Provided records
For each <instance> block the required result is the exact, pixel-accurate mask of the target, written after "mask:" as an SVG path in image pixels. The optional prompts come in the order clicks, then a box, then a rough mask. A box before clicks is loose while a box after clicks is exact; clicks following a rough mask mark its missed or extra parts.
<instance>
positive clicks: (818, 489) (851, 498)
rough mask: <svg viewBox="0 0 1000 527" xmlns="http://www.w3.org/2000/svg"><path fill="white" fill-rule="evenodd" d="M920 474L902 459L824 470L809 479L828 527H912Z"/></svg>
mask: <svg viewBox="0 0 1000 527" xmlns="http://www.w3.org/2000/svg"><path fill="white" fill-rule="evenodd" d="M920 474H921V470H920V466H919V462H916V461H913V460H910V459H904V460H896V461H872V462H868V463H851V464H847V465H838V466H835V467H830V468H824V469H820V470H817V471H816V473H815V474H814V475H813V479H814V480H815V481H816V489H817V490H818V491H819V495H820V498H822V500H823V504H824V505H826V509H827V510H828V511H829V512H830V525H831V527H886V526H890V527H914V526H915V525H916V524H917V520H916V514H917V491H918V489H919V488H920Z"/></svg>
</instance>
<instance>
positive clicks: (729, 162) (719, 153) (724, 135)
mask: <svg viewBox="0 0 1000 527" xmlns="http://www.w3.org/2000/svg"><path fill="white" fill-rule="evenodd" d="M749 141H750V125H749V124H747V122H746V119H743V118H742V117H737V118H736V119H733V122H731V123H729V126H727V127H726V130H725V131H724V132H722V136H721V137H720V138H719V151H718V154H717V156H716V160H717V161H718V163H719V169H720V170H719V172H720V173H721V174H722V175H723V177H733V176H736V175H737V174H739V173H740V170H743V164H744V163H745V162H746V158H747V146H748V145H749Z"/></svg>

What you are asked to do
All lines in the listing above that contain "instance" should be shown.

Response
For each <instance> block the required result is the exact, pixel-accurate mask of the target, written after "mask:" as an SVG path in image pixels. The optional prompts come in the order clicks, then a box, then a rough mask. A box before clicks is loose while a box after clicks is exact; clicks following a rough mask mark its missed or extra parts.
<instance>
</instance>
<instance>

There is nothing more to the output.